### WORK INSTRUCTIONS:
This exercise requires an exact copy of each line from the one containing "of the short" down to the last line below.
*** DATA TO EXAMINE ***
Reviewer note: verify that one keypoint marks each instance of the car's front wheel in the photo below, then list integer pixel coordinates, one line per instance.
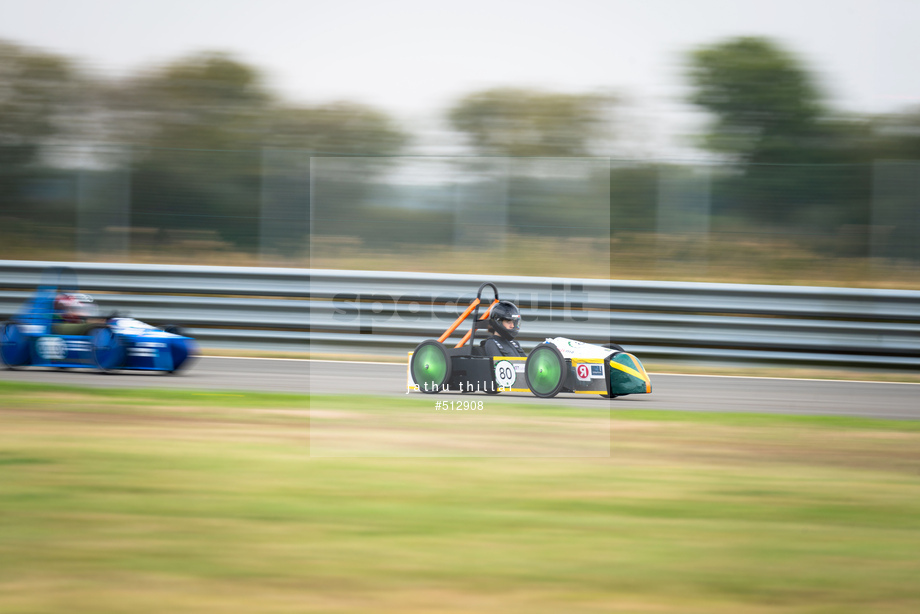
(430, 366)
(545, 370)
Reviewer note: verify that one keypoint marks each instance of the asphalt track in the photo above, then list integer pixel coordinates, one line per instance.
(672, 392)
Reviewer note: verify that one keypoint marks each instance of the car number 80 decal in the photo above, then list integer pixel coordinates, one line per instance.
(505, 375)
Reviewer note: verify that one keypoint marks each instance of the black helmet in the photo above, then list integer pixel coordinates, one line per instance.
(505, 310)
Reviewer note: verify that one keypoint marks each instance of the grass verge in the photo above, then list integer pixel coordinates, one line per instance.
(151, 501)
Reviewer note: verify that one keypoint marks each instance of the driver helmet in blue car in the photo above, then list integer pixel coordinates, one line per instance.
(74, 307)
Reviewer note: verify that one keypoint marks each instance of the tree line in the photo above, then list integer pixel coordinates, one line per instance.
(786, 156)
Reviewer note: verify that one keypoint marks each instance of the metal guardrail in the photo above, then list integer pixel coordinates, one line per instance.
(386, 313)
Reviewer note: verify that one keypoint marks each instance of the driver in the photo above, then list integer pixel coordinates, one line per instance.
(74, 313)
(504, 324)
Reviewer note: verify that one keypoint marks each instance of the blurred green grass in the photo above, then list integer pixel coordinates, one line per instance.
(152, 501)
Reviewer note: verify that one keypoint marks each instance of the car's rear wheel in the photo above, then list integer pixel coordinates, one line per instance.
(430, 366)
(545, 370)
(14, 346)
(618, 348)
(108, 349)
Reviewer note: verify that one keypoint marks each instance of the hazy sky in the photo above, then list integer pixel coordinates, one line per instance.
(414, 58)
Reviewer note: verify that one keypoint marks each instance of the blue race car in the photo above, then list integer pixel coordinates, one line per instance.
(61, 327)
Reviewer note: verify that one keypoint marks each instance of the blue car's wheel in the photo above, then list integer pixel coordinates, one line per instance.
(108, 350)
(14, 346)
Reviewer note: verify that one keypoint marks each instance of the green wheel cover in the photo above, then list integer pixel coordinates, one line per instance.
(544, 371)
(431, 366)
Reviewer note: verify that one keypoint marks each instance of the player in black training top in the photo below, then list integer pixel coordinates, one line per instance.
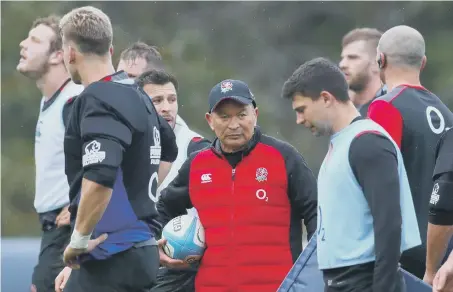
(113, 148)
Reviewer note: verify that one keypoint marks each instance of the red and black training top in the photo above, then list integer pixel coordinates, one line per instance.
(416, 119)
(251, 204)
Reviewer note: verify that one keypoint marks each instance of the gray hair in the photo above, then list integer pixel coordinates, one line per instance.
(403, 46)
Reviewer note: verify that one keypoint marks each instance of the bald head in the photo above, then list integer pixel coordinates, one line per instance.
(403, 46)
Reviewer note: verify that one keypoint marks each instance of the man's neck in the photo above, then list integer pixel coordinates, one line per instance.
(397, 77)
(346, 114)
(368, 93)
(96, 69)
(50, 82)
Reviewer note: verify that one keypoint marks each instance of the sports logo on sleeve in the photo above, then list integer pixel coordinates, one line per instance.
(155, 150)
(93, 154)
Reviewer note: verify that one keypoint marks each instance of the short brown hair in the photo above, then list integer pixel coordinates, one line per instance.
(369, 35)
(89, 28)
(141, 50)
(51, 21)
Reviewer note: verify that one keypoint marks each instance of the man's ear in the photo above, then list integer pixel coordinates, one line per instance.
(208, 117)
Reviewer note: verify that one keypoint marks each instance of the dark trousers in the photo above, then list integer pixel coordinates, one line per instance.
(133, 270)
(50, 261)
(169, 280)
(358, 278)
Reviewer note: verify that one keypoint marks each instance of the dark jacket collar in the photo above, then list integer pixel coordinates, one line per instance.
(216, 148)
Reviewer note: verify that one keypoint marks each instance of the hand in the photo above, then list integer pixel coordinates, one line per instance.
*** End of DATA TO EXAMINE ***
### ANSWER SECTION:
Reviewer note: verify that one keypoint marks each instance of the short brown hair in the photo above, then list integer pixel coordinates, one line per instance.
(369, 35)
(89, 28)
(141, 50)
(51, 21)
Reviewer note: verify that one keypoint marks each instance of the man's ear in the photo above, then list integer pixel coordinates, one line per instance.
(208, 117)
Reviewer note: verify that one keypoint marks each instance of the dark trousers in the photo above, then list integer pixel coordinates, one line per instance.
(133, 270)
(50, 261)
(169, 280)
(358, 278)
Reviewer note: verify that one keypoint marks each instance of the dark jacket collar in the photo above, then list integer pixel coordinates, one line per instance.
(216, 148)
Reviewer note: verify that one keypoint marks each instance of the hand in the photo above, then list integer pixel coordinates, one line per instance.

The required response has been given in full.